Text segment:

So, last month I made a big blunder in my relationship with my wife. Actually, make that two big blunders. I'm not talking the "Oops, I stepped on your toes, I'll be more careful next time." No, these were full-sized anthills that I kicked up.
Although I would rather have the blunders back, the experience taught me a lot about the relationship between forgiveness, healing, and trust.
Did my wife forgive me? I would say yes, almost immediately. Does that mean that everything immediately went back to the way things were before my blunders? Absolutely not. Does that mean that she didn't forgive me? Of course not. Forgiveness was granted, but trust and healing take time. It doesn't mean that forgiveness isn't there. It just takes time to rebuild things.
Another way to look at it is to compare it to physical therapy. Many years ago, I had the pleasure of a type three ankle sprain (swollen on both sides). It was caused by a very quick collision, which was not on purpose. But the fact that it was not on purpose did not take the pain away, nor did it immediately heal my ankle. I went to physical therapy every week for a month to work through the pain and regain mobility. I was also given exercises to do every night to help with the healing and recovery.

[Source records]
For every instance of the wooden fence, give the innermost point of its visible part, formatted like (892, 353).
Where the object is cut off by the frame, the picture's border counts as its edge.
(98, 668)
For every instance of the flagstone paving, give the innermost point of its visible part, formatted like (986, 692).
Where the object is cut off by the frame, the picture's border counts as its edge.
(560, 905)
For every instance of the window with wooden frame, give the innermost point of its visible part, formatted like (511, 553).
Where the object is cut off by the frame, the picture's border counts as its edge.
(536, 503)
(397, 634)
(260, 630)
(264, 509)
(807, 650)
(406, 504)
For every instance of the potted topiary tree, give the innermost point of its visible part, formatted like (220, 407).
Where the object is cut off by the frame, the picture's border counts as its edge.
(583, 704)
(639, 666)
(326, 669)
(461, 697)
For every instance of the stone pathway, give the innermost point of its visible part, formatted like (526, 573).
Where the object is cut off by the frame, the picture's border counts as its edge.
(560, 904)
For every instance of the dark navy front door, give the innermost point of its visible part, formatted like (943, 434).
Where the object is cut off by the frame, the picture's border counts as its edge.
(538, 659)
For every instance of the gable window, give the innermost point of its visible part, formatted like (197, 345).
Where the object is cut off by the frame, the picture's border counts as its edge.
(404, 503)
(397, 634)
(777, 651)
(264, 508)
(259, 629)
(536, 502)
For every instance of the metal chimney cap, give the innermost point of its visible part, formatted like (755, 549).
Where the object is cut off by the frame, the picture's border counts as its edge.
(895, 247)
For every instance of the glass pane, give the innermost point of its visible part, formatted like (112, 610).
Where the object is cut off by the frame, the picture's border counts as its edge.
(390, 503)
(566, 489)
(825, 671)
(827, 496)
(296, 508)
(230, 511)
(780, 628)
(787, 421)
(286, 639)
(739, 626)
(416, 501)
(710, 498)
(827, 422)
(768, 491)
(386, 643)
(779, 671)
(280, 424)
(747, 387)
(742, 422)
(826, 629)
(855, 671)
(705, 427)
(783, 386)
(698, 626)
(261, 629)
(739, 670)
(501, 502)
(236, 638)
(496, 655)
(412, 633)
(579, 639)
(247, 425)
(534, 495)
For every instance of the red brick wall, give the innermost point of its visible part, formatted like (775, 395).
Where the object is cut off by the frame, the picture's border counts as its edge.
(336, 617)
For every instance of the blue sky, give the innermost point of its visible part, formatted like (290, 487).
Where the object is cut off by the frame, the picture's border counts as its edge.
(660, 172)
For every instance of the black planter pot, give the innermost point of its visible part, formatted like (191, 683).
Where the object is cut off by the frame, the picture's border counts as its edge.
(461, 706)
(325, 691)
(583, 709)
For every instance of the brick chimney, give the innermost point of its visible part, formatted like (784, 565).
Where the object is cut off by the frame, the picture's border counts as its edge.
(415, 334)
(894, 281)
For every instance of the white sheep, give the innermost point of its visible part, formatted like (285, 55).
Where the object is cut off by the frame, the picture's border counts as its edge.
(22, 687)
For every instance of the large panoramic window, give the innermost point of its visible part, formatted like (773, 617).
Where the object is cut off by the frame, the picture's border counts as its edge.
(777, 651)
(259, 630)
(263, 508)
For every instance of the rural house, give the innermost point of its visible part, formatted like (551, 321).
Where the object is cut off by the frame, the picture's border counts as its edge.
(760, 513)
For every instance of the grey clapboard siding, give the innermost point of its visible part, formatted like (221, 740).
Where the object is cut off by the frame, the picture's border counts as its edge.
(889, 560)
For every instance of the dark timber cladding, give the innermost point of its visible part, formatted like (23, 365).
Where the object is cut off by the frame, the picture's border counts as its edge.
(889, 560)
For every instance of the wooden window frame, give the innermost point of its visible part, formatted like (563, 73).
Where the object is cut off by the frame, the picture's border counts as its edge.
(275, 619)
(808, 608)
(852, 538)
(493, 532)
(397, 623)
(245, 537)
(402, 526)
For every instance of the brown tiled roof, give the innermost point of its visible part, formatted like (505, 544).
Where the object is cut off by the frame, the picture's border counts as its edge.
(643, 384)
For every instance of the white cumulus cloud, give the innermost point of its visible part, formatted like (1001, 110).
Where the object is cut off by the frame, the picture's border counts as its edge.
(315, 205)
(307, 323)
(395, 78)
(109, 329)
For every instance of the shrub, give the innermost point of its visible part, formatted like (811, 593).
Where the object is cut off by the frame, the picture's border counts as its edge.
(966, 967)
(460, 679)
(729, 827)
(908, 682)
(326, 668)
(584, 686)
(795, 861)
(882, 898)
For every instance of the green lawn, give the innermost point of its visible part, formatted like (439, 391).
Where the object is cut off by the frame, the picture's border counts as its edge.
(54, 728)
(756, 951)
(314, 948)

Directions:
• A. According to the text on forgiveness, how often did the writer go to physical therapy after the ankle sprain?
• B. State whether each statement agrees with the text on forgiveness, answering yes or no and quoting the deciding words: (i) The writer's wife forgave him almost right away. (ii) The collision that sprained the writer's ankle was on purpose. (iii) Everything returned to the way it was right after the blunders.
• C. From the text on forgiveness, extract the passage starting with "So, last month" and going on through "to rebuild things.".

Answers in order:
• A. Every week for a month.

• B.
(i) Yes: "I would say yes, almost immediately."
(ii) No: "which was not on purpose."
(iii) No: "Absolutely not."

• C.
So, last month I made a big blunder in my relationship with my wife. Actually, make that two big blunders. I'm not talking the "Oops, I stepped on your toes, I'll be more careful next time." No, these were full-sized anthills that I kicked up.
Although I would rather have the blunders back, the experience taught me a lot about the relationship between forgiveness, healing, and trust.
Did my wife forgive me? I would say yes, almost immediately. Does that mean that everything immediately went back to the way things were before my blunders? Absolutely not. Does that mean that she didn't forgive me? Of course not. Forgiveness was granted, but trust and healing take time. It doesn't mean that forgiveness isn't there. It just takes time to rebuild things.